DUBAI: The Saudi Arabian economy will grow by an estimated 1.5 percent in 2018, according to a new report from Riyadh-based economic analysts at Jadwa Investment.
“We expect an improvement in the Saudi economy in the year ahead, supported by both the oil and non-oil sector. Oil sector gross domestic product (GDP) is expected to improve, in part, due to rises in oil production as OPEC and non-OPEC countries gradually exit from cuts at some point during the year,” said Fahad Al-Turki, Jadwa’s chief economist.
“Growth in the non-oil sector is forecasted to improve as an expansionary budget, with a specific set of stimulus packages, lifts activity.”
The new estimate of GDP this year is broadly in line with the recent update from the International Monetary Fund, which forecast 1.6 percent growth. It compares with a 0.7 percent contraction in the economy in 2017.
However, both IMF and Jadwa’s forecasts are lower than the official estimate for economic growth made at the time of the Saudi budget in December, which suggested 2.7 percent overall growth in the Kingdom’s economy this year, largely fueled by a forecast 3.7 percent expansion in non-oil activity. Jadwa expects non-oil growth to be limited to 1.1 percent, up from 0.7 percent last year.
Since the official budget estimate, there have been multibillionriyal interventions in the economy, in the form of the Citizens Account — the government fund to compensate less well-off citizens for the rising cost of living — and extra allowances for pubic and military employees, as well as a stimulus package aimed at small- to medium-sized enterprises (SMEs).

__Supplied data__.

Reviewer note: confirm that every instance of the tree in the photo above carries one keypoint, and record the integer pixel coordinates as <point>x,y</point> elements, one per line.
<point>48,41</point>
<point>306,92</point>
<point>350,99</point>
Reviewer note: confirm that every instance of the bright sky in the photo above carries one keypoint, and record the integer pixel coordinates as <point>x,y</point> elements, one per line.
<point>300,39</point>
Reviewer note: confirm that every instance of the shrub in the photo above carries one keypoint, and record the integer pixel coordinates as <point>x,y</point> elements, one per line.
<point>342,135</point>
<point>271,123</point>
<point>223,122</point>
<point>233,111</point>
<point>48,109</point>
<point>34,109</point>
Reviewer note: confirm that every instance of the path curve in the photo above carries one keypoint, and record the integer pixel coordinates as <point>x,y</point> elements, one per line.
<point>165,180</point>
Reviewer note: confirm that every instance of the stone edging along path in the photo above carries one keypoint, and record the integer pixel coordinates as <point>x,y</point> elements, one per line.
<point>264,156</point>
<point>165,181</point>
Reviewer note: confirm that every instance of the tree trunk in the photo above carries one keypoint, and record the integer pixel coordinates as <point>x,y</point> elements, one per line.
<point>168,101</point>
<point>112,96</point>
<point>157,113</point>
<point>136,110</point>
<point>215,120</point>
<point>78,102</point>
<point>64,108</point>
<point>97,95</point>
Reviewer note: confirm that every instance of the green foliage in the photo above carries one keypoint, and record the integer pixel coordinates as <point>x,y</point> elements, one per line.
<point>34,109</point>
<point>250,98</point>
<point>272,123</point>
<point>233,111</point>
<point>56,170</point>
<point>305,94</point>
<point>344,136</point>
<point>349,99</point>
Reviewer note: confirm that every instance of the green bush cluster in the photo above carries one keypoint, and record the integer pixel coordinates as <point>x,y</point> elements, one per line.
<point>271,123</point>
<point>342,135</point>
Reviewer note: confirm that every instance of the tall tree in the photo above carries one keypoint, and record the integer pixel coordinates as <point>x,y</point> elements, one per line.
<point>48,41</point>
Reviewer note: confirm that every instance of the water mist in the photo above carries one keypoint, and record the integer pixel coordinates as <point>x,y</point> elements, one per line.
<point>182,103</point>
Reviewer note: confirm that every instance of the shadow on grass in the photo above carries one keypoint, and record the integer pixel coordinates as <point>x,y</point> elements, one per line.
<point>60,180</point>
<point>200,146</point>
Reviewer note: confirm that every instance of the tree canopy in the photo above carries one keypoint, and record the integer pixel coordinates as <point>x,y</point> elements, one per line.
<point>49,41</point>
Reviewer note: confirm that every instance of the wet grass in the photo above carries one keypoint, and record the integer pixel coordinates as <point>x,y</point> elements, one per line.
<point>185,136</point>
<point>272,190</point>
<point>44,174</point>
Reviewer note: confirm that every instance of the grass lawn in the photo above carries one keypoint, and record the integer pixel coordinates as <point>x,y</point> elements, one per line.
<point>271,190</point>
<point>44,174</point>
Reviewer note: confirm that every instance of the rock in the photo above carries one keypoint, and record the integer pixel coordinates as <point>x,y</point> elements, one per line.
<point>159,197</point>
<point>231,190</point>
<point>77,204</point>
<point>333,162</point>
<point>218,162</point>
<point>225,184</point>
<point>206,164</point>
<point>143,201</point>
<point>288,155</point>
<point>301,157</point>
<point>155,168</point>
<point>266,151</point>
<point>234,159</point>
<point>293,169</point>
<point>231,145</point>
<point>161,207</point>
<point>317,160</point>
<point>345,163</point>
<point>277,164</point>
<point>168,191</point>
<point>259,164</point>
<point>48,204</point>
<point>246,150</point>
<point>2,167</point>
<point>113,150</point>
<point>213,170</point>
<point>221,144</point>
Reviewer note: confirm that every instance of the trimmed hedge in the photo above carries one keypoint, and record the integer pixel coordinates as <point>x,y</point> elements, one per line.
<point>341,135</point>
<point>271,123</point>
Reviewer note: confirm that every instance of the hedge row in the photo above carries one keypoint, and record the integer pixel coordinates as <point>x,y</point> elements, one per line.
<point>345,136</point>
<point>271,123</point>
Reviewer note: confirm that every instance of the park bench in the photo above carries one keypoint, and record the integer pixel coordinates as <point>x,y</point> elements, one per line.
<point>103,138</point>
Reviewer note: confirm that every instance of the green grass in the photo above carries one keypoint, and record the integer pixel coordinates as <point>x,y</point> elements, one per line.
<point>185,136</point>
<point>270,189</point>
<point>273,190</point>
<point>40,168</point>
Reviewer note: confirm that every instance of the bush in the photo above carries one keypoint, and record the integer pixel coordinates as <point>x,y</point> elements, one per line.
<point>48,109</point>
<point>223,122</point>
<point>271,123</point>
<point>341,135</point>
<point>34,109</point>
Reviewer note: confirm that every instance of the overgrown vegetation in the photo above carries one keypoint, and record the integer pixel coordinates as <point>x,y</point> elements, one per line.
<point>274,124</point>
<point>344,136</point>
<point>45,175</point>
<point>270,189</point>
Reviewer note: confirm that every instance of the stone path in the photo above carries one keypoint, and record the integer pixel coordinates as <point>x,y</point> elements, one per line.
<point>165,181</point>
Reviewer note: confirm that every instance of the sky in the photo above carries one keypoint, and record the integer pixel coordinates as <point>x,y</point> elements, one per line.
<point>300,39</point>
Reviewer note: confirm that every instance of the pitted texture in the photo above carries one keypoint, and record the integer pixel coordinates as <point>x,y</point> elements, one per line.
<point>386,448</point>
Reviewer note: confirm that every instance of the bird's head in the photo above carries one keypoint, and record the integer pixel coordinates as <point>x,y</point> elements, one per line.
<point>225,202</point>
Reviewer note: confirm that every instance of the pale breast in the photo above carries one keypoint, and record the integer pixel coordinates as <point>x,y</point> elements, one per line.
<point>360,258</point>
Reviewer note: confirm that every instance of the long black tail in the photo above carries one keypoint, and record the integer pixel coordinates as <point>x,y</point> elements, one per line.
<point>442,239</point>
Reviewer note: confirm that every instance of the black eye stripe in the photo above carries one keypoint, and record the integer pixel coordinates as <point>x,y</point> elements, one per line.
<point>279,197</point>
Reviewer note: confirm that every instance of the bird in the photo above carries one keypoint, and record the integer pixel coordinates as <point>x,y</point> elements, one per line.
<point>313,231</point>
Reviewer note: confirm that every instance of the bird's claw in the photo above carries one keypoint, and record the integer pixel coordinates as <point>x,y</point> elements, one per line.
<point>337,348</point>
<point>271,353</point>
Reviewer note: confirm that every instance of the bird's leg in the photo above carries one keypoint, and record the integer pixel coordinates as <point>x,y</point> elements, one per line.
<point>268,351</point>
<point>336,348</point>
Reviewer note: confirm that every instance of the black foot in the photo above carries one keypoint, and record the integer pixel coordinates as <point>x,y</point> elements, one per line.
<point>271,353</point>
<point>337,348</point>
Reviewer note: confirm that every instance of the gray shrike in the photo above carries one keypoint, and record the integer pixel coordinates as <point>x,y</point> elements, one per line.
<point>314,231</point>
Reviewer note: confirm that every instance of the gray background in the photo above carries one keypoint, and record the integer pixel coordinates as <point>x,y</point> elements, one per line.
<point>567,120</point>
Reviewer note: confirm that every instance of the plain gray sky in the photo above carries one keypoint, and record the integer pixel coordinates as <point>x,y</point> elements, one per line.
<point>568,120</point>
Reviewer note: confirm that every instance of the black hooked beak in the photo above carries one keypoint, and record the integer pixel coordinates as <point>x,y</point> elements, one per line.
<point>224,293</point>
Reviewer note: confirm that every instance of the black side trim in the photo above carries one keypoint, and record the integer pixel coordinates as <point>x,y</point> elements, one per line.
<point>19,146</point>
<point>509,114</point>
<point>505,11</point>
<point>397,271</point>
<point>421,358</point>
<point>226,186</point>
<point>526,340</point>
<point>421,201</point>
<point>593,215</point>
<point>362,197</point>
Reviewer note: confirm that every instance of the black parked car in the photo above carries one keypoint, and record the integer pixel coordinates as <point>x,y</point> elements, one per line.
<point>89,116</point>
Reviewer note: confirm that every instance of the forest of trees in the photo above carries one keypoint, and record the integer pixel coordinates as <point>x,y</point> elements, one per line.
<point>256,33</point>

__What is asked__.
a) In the Saudi economy passage, how much did the economy contract in 2017?
b) Reproduce the part of the Saudi economy passage starting with "DUBAI: The Saudi" and going on through "economy in 2017.".

__Outputs by task__.
a) 0.7 percent

b)
DUBAI: The Saudi Arabian economy will grow by an estimated 1.5 percent in 2018, according to a new report from Riyadh-based economic analysts at Jadwa Investment.
“We expect an improvement in the Saudi economy in the year ahead, supported by both the oil and non-oil sector. Oil sector gross domestic product (GDP) is expected to improve, in part, due to rises in oil production as OPEC and non-OPEC countries gradually exit from cuts at some point during the year,” said Fahad Al-Turki, Jadwa’s chief economist.
“Growth in the non-oil sector is forecasted to improve as an expansionary budget, with a specific set of stimulus packages, lifts activity.”
The new estimate of GDP this year is broadly in line with the recent update from the International Monetary Fund, which forecast 1.6 percent growth. It compares with a 0.7 percent contraction in the economy in 2017.